MATERIAL FOR THE TASK:
——————
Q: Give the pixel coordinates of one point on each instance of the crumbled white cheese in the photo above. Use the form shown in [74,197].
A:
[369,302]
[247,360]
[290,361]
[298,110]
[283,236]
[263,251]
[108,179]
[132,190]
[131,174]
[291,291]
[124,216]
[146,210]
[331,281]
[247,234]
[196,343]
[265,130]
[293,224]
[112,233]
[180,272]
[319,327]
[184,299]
——————
YOUR TASK: Repeat the material word for word, in full.

RESULT FOR THIS EXERCISE:
Q: Give the pixel coordinates of one point on each instance of the crumbled white cheese in the photo above. Use the form shown in [74,197].
A:
[369,302]
[247,360]
[290,361]
[298,110]
[283,236]
[263,251]
[108,179]
[132,190]
[131,174]
[291,291]
[124,216]
[146,210]
[331,281]
[247,234]
[196,343]
[265,130]
[293,224]
[112,233]
[180,272]
[319,327]
[184,299]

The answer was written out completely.